§ The problem: Copy word for word the stretch of entries below from the line containing "Find every instance of the woven" through the last entry, and nothing else.

[start Data for processing]

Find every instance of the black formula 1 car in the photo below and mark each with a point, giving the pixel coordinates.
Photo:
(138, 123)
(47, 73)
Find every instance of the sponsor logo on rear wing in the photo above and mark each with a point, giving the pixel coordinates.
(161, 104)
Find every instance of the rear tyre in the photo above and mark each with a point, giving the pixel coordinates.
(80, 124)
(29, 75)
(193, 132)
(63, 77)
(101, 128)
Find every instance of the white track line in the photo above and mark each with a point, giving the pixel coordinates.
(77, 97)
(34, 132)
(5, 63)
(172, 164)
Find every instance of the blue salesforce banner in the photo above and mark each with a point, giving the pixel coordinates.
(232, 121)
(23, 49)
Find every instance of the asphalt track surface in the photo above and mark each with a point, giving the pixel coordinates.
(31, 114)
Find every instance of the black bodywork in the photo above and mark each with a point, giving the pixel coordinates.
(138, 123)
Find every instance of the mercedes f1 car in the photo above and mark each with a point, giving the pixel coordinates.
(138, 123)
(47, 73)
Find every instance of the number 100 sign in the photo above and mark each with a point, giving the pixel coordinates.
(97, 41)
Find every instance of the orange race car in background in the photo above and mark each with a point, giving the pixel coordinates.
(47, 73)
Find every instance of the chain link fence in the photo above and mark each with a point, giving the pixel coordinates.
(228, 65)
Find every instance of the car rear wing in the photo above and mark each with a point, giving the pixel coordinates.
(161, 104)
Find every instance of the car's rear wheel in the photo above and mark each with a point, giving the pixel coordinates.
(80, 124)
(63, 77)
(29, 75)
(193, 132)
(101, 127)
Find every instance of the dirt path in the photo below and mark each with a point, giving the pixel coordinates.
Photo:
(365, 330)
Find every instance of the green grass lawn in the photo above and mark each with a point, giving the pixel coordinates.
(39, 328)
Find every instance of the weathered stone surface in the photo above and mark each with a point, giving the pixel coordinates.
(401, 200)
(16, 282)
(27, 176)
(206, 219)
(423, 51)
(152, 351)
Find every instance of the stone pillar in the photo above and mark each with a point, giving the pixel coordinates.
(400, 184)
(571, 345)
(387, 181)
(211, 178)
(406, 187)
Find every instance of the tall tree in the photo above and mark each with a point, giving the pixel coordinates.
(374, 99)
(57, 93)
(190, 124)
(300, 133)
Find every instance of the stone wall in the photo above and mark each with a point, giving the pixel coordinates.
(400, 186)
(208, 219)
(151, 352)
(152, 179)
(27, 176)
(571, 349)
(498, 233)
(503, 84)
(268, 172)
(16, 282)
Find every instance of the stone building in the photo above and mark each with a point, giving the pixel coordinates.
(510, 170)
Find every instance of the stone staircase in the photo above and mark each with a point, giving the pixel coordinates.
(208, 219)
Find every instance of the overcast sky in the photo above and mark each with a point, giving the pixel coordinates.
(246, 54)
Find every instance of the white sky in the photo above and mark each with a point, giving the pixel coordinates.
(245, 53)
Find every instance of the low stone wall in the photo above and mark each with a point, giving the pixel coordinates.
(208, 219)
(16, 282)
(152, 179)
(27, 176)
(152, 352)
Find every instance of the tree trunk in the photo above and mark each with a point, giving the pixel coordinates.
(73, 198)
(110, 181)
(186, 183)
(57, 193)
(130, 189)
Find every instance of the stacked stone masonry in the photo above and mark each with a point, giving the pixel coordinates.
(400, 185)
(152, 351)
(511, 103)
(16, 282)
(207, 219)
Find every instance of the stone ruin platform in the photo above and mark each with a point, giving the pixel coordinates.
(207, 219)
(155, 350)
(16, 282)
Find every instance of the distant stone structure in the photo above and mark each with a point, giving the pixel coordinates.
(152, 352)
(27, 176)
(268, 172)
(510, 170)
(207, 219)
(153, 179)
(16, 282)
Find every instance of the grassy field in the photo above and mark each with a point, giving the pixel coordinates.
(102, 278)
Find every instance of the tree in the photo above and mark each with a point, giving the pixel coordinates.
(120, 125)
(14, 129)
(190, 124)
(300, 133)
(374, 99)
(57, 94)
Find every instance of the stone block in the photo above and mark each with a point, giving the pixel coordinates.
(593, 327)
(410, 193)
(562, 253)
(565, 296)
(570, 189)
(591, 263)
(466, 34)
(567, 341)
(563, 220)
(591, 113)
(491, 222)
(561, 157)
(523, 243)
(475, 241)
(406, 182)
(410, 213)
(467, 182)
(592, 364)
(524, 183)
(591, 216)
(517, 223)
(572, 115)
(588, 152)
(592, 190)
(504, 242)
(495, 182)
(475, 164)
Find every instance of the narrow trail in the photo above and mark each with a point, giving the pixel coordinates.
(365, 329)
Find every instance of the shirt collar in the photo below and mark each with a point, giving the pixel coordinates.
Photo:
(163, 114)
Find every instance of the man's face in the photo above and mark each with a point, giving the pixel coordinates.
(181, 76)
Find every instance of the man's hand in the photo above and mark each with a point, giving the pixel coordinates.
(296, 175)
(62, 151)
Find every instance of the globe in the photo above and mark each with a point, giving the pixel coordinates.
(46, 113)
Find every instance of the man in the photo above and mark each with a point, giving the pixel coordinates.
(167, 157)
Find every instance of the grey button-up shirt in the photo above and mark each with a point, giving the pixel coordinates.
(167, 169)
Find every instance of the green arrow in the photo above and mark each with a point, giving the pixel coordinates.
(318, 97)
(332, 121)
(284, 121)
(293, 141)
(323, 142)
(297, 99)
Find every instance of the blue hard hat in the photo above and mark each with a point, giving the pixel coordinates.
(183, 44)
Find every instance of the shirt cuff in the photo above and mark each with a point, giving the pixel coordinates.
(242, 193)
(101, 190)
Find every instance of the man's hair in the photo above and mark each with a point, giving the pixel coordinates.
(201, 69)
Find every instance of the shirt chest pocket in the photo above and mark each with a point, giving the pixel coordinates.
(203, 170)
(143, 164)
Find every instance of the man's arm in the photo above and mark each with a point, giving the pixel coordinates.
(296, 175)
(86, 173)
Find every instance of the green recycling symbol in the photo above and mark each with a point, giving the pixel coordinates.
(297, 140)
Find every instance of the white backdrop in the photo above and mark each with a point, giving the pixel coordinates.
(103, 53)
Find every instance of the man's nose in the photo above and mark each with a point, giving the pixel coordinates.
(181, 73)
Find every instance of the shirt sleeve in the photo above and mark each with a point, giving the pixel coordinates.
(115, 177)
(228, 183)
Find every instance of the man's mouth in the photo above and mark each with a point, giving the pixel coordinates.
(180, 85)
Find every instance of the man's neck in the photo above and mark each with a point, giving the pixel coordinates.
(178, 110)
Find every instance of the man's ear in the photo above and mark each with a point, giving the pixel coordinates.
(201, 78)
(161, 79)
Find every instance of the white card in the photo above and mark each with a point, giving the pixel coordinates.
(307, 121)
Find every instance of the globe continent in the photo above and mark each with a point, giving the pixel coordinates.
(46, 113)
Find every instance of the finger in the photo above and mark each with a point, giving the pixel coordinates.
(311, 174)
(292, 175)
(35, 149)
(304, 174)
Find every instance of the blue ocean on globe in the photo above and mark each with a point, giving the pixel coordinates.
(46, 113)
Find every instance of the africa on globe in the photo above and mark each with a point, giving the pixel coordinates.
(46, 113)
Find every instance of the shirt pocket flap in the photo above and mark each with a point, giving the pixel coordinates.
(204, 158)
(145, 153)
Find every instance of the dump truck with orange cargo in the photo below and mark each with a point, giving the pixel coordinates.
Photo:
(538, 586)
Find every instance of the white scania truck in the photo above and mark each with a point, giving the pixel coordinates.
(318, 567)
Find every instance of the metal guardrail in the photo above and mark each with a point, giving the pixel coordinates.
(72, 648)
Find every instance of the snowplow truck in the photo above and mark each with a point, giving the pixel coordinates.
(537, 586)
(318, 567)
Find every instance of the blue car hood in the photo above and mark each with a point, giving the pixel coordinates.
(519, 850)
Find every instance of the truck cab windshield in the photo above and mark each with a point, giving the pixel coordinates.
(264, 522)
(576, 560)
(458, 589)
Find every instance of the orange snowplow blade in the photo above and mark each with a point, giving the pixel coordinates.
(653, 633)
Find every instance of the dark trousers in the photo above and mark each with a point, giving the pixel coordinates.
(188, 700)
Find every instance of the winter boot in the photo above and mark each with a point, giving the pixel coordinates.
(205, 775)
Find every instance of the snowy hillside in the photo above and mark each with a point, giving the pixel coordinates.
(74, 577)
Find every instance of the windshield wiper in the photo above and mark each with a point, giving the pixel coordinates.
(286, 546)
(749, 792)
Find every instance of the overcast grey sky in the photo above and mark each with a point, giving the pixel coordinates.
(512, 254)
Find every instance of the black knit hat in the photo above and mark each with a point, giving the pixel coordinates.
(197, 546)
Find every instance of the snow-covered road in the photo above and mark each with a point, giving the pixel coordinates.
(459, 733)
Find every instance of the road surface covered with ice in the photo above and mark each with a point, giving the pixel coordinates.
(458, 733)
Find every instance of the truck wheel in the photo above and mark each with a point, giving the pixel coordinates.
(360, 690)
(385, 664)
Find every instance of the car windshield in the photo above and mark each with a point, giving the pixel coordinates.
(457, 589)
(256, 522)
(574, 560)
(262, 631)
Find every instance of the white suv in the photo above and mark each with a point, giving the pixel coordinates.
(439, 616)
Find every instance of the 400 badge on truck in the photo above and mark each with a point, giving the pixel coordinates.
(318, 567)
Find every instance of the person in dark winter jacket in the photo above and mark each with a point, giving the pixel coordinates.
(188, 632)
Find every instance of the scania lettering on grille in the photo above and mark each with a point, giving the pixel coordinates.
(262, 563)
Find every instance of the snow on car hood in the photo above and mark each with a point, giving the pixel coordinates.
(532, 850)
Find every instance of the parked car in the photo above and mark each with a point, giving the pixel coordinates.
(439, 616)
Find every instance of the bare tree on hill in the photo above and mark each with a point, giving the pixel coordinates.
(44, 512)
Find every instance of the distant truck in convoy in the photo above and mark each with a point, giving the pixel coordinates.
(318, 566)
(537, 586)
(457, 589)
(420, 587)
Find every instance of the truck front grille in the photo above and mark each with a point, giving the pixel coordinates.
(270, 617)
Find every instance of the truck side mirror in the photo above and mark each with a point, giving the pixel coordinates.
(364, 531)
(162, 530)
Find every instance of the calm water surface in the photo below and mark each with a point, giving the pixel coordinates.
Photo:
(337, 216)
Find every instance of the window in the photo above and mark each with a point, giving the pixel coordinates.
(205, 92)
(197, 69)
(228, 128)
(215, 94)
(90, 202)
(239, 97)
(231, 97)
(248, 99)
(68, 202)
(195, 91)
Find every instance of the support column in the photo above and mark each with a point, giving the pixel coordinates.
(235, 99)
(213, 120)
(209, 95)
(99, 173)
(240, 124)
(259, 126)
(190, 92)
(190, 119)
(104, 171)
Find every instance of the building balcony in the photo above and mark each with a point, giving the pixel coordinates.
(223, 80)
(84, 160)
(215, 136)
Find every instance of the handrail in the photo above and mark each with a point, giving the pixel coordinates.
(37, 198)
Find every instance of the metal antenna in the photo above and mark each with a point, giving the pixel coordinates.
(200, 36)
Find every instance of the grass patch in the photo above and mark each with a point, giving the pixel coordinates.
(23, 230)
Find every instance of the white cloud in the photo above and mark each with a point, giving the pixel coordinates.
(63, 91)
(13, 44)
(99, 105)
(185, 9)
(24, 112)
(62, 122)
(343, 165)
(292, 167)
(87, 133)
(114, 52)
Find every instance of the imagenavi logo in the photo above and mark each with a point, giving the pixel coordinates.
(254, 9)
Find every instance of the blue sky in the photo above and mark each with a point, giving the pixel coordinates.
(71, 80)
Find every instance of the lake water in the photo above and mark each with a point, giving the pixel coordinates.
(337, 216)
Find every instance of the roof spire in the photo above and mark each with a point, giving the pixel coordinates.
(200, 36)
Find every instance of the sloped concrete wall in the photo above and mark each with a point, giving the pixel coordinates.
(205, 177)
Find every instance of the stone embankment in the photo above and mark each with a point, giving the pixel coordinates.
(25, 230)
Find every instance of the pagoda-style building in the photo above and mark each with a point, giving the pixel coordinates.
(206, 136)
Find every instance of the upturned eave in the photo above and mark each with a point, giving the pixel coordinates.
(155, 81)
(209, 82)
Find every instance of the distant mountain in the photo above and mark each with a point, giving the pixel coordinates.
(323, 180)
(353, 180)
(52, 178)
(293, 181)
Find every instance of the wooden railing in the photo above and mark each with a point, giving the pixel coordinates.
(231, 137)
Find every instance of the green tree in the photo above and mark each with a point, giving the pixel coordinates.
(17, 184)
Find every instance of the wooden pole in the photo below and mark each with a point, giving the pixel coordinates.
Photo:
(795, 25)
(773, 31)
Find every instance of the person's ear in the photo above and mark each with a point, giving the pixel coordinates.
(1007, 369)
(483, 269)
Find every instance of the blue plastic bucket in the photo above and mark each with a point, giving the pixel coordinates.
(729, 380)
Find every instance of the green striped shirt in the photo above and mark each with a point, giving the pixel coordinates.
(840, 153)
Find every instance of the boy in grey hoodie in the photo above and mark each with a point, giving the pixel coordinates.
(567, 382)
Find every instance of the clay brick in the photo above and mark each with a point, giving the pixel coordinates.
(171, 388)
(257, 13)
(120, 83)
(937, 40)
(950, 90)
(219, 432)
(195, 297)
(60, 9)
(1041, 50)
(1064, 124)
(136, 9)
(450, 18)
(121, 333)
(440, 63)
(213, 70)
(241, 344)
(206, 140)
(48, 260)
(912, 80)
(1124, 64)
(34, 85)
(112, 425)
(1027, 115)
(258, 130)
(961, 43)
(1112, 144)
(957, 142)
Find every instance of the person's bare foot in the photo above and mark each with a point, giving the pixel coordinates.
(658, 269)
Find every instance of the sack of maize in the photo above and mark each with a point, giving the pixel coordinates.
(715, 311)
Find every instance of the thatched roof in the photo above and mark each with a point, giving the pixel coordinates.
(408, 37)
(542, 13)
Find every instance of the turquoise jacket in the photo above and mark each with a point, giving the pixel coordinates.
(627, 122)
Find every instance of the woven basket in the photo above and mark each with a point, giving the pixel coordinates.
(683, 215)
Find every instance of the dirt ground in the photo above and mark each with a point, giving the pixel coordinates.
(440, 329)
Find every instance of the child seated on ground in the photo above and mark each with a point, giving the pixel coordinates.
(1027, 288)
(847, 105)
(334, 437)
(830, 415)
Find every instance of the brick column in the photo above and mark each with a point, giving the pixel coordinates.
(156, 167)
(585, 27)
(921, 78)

[end Data for processing]

§ Complete answer:
Find every instance of the woven basket in the photo above and mark each with a point, giving the pixel coordinates.
(683, 215)
Find every instance of the dirt ground in the photo above and mark each with a point, giving the pixel coordinates.
(440, 329)
Find every instance of the child seated on ground in the photo above and mark each with a point, giving the pixel coordinates.
(1027, 288)
(847, 105)
(334, 437)
(830, 415)
Find every instance of the brick column in the photo above and mark each with a point, giving the pixel coordinates.
(156, 167)
(585, 27)
(921, 78)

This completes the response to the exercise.